DATA SECTION
━━━━━━━━━━━━━━━━━━━━

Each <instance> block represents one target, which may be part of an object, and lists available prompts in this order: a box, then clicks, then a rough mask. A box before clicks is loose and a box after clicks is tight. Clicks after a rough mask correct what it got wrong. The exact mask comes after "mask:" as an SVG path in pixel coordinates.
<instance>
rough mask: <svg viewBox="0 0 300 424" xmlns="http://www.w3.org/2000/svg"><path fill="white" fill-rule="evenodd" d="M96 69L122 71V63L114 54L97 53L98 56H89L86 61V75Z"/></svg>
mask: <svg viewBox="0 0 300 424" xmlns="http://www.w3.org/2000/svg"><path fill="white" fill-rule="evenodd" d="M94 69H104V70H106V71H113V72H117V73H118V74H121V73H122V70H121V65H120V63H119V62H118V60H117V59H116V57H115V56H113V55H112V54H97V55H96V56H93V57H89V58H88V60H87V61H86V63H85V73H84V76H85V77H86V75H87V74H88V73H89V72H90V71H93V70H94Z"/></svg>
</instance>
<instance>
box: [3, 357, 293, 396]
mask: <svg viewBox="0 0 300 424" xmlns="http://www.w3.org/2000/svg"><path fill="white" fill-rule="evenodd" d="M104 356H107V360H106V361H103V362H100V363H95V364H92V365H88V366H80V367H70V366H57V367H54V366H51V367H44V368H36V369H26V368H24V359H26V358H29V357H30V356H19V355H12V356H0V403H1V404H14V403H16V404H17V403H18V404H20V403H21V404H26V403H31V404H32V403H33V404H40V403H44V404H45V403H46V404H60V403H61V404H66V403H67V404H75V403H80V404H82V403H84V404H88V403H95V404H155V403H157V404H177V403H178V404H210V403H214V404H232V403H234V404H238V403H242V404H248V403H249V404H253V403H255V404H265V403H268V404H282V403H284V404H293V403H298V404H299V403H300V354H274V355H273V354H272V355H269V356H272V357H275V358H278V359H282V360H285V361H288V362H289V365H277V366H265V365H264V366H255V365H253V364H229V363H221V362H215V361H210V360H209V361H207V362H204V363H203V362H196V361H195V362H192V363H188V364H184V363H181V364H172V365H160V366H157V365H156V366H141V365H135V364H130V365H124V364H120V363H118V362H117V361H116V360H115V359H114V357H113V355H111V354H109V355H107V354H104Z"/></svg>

━━━━━━━━━━━━━━━━━━━━

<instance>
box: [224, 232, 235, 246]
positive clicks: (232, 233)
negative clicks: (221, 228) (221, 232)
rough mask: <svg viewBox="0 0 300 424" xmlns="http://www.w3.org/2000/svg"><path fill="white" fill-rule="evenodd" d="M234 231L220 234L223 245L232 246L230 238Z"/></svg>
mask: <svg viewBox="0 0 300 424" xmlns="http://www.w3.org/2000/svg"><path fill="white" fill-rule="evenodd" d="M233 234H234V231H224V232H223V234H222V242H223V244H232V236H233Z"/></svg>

━━━━━━━━━━━━━━━━━━━━

TASK STATEMENT
Report every line of the data above that contains the word "rough".

EXERCISE SOLUTION
Each <instance> block represents one target, which may be part of an object, and lists available prompts in this order: a box, then clicks, then a rough mask. A box before clicks is loose and a box after clicks is tight. Clicks after a rough mask correct what it got wrong. The exact mask comes after "mask:" as an SVG path in pixel coordinates.
rough mask: <svg viewBox="0 0 300 424" xmlns="http://www.w3.org/2000/svg"><path fill="white" fill-rule="evenodd" d="M96 69L122 71V63L114 54L97 53L98 56H89L86 61V75Z"/></svg>
rough mask: <svg viewBox="0 0 300 424" xmlns="http://www.w3.org/2000/svg"><path fill="white" fill-rule="evenodd" d="M234 231L220 234L223 245L232 246L230 238Z"/></svg>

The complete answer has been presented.